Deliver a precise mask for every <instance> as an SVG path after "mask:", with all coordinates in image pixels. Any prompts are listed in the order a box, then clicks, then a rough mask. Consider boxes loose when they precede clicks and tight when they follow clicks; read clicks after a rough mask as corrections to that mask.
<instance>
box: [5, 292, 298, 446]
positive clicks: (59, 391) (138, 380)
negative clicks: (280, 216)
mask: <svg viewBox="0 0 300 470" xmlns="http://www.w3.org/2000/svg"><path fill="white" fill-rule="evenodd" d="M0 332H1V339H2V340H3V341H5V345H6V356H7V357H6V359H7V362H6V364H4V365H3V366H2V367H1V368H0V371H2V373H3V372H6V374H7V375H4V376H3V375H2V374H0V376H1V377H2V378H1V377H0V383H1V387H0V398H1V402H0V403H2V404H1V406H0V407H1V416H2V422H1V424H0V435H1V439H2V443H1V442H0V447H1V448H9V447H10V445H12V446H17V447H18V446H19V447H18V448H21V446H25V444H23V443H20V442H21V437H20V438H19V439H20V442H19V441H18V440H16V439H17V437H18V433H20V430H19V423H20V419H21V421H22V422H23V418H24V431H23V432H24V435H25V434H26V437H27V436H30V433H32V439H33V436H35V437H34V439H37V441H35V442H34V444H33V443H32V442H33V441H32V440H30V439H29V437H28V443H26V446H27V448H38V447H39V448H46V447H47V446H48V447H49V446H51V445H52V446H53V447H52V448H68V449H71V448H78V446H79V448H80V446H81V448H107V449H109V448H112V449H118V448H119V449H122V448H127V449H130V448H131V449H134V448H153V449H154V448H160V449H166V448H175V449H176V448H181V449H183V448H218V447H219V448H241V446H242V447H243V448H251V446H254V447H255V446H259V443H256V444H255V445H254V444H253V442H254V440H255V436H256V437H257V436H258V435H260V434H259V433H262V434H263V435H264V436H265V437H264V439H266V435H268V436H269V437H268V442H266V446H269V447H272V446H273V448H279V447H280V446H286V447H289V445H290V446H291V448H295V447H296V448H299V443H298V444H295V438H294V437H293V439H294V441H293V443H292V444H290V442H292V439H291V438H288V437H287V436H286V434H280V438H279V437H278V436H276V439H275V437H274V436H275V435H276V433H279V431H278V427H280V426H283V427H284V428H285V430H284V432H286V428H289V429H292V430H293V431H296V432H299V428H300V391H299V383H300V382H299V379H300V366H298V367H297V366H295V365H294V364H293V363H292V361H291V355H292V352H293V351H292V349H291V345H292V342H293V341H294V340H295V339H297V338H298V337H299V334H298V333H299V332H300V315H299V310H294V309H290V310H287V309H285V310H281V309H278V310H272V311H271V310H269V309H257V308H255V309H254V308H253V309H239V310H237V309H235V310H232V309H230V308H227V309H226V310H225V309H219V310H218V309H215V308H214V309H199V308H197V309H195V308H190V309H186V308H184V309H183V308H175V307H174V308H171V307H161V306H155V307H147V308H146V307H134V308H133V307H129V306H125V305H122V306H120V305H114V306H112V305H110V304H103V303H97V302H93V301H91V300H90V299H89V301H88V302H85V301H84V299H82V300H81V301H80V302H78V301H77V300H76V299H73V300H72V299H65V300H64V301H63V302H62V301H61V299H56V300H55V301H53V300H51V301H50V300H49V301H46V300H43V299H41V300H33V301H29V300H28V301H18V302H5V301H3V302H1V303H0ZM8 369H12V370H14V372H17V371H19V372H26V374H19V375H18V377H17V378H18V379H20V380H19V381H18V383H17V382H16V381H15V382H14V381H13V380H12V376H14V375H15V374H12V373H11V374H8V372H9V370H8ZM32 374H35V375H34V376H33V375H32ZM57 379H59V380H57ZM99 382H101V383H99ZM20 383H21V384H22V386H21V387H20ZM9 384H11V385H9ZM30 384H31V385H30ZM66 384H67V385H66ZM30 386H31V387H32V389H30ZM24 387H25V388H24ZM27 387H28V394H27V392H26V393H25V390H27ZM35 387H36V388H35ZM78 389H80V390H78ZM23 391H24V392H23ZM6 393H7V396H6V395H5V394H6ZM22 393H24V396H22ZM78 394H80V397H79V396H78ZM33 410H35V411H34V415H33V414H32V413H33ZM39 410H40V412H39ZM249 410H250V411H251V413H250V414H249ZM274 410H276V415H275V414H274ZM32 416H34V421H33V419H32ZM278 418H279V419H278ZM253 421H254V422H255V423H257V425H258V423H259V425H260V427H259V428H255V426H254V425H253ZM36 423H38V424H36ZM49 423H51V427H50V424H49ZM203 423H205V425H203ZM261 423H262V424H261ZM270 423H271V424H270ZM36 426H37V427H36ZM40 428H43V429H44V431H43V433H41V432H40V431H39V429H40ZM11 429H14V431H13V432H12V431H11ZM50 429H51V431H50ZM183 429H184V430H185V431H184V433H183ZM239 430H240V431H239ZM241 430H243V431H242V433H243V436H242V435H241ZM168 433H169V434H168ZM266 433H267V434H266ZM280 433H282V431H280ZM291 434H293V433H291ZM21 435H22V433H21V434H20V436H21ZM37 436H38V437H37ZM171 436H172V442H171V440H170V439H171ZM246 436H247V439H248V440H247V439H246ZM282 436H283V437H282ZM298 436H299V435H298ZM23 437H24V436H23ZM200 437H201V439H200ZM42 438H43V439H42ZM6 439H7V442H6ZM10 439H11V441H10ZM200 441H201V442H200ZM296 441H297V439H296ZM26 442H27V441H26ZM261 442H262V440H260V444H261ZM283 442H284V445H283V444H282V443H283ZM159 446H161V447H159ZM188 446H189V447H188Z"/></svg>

▸ **Task prompt**
Print, please, the lines above from the very first through the one that holds "positive clicks: (59, 391) (138, 380)", both included, word for word and with nothing else.

▸ **Result of this exercise**
Deliver a precise mask for every <instance> as an SVG path after "mask:", with all coordinates in image pixels. Any prompts are listed in the order a box, then clicks, then a rough mask. Consider boxes loose when they precede clicks and tight when they follow clicks; read clicks after a rough mask as corrections to that mask.
<instance>
box: [5, 292, 298, 446]
positive clicks: (59, 391) (138, 380)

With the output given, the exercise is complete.